### DOCUMENT PASSAGE
It uses eight case studies of eight campaigns of denial waged by industries defending the slave trade, radium consumption, unsafe cars, leaded gasoline, ozone-destroying chemicals, tobacco, the investment products that caused the financial crisis, and the fossil fuels destabilizing our climate.
The slave trade is an interesting example in the light of the Morrison approach. While Clarkson and Wilberforce understandably get credit for their campaign against slavery one reality not much talked about is that the major British traders were paid huge amounts of money in compensation for losing their ‘livelihoods’. With Morrison, in contrast, the fossil fuel lobby is being paid colossal amounts of money to just keep on doing what they are doing under the pretence of tackling climate change.
Naturally companies love to target children although that doesn’t go down that well in the age Greta Thunberg. Nevertheless the Washington Post, reported the Heartland Institute (a Koch brothers’ front) has sent 25,000 copies of a fake science book, Why Scientists Disagree About Global Warming. Another 175,000 books are being sent.
Incidentally, many of the US groups opposing COVID-19 lockdowns are also heavily into climate denial.
Meanwhile, in Australia fortunately the conservative groups are not quite as flush with funds as the Kochs, nor do they face compliant school administrations. However, Advance Australia’s national director Liz Storer said her organisation was developing materials to be sent to schools, parents and grandparents, and could be used in the classroom or at home to “help get powerful resources out, especially in schools, to counter the nonsensical climate alarmism”.
Needless to say they include such pedagogically sound stuff as how to expose the climate hoax and point out that human-induced climate change is just not true. Fortunately, sight unseen, both NSW and Victorian governments have declared the stuff would probably be banned in schools as they “would not be deemed objective”.
Industrial-Strength Denial looks at the psychology behind denial and why such campaigns can be successful – well the industry ones if not Ms Storer’s.
Climate denial is obviously a significant cultural and tribal signifier. Eavesdrop on any group of paleo-conservatives (say at an IPA gathering) and you can witness it.

### ENTRIES PROVIDED
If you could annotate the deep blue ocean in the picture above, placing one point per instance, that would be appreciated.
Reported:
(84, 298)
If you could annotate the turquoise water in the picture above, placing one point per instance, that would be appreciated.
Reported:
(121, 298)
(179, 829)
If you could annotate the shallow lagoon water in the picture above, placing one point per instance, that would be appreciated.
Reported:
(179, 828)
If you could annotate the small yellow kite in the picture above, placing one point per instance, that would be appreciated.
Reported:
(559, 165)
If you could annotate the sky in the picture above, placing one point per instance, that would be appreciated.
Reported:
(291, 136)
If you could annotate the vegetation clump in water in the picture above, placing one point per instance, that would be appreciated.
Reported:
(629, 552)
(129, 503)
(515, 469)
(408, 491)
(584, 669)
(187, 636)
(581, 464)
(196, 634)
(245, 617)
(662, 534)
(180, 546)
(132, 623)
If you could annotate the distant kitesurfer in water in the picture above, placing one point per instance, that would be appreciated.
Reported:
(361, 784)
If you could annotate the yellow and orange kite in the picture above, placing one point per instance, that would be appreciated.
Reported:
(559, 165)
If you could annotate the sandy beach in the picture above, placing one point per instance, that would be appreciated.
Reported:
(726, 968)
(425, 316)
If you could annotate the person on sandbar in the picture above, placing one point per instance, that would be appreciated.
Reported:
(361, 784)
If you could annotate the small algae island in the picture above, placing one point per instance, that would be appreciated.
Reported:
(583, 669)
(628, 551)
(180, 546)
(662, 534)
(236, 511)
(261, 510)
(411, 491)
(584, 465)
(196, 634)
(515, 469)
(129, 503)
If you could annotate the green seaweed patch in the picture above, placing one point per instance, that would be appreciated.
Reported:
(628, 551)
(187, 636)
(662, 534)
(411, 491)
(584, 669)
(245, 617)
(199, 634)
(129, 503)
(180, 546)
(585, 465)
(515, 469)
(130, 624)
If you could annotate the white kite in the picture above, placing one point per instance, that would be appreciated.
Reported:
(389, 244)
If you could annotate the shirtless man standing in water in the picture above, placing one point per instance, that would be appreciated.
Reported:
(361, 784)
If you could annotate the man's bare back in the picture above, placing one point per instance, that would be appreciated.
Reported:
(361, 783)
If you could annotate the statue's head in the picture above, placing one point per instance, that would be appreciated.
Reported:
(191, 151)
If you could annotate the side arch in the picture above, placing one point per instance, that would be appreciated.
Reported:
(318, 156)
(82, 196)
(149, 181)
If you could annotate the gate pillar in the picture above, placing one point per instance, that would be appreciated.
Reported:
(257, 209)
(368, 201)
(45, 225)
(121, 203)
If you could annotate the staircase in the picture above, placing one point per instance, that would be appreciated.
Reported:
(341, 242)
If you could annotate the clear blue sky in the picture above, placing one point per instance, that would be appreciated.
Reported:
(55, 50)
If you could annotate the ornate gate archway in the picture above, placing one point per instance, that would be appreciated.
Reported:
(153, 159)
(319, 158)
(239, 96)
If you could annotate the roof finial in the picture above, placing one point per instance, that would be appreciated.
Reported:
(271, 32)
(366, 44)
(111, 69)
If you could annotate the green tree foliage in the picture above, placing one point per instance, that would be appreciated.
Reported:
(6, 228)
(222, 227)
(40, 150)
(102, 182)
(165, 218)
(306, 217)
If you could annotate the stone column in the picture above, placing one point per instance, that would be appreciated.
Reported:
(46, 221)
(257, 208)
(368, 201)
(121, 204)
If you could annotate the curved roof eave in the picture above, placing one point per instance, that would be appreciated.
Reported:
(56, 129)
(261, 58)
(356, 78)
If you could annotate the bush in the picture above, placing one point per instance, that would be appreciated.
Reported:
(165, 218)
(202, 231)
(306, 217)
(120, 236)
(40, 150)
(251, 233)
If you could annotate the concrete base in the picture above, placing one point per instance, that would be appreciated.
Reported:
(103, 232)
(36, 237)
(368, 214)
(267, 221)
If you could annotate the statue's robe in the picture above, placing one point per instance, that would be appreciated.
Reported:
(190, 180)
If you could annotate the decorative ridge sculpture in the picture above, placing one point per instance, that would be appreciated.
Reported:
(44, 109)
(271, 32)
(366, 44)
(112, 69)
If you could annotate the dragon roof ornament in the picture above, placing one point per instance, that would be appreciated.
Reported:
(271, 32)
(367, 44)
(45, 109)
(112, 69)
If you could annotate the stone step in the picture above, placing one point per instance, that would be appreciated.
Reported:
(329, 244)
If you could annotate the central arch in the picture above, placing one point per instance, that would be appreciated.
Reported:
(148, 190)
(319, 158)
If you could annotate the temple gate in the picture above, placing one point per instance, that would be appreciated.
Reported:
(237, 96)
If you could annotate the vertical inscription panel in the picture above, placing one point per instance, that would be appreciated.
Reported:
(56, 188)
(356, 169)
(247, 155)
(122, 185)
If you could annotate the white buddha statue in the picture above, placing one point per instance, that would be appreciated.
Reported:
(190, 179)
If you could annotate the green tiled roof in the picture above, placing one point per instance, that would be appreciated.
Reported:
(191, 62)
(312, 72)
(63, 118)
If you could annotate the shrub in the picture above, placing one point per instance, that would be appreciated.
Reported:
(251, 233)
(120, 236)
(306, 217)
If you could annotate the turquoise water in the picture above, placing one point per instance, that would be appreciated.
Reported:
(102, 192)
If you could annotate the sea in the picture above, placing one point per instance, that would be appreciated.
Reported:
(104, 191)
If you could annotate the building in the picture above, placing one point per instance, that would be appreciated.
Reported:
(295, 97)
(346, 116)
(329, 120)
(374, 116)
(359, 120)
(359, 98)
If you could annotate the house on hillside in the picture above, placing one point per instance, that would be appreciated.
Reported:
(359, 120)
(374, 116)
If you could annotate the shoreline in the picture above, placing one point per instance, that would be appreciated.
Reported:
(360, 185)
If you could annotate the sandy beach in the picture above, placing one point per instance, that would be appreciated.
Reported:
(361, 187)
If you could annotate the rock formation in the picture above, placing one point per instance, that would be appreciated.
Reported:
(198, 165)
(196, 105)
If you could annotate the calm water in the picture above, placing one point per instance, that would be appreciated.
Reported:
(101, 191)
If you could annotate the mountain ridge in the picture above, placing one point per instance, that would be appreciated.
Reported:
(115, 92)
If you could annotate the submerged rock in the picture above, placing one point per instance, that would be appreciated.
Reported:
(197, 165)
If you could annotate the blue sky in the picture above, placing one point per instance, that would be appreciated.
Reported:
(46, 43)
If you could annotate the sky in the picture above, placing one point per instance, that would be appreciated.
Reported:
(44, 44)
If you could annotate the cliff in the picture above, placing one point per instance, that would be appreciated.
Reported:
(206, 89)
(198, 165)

### EXERCISE AIM
Please extend the passage on industry campaigns of climate denial, picking up after its final sentence. The lines have nothing to do with this.

### RESULT OF THIS EXERCISE
Many others are simply in it for the money. It is interesting that many of the scientists who were at the forefront of the tobacco denial campaign signed on early to the climate denial bandwagon – as detailed in The Merchants of Doubt. And on top of the scientists there are the usual collection of consultants who can produce appropriate reports and PR shills who have the gall to get paid for doing such heavy-lifting as getting the stuff published in the Murdoch media or the AFR. Then there are the lobbyists who peddle the stuff around Parliament Houses.
On the other hand there are contrarians like the recently deceased Freeman Dyson. Dyson may have been a genius who was extremely unlucky to miss out on winning a Nobel Prize back in the day when only three were handed out in any category but at various stages of his career he had some odd notions. Early on he wanted to power space exploration with nuclear bombs and late in life he was a persistent doubter on climate science in his NYRB columns and elsewhere. Not that he doubted it was happening but rather that thought it may be beneficial.
Where Nev Power fits in this can be left to readers. He has retreated a smidgeon on conflict of interest by stepping aside from one position he held. And perhaps he’s not a full out denier – just someone who thinks it can wait. Well, wait at least until his company and his fossil fuel mates soak up billions of our money which would be better spent on a real climate change strategy.